WRITTEN PROBLEM - Switch every "pointer" in the items below to "marker" and write the items out again with nothing else changed.
[Begin PROVIDED ENTRIES]
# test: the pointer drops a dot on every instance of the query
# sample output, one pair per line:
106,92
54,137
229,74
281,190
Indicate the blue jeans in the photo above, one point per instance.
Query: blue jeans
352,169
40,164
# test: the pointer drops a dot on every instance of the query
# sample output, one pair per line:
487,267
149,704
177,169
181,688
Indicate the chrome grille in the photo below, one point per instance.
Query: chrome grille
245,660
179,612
[End PROVIDED ENTRIES]
CORRECT OUTPUT -
# test: the marker drops a dot on every instance of the query
# sample output, one pair per line:
106,92
54,137
229,74
281,190
Indicate the blue jeans in the photo above, one point per instance.
Query: blue jeans
352,169
40,164
# test: the marker drops a dot on every instance of the query
# sample output, one pair per line:
487,267
149,704
177,169
181,688
Indicate the chrome grille in the photo below, one point per instance.
Query: chrome grille
245,660
179,612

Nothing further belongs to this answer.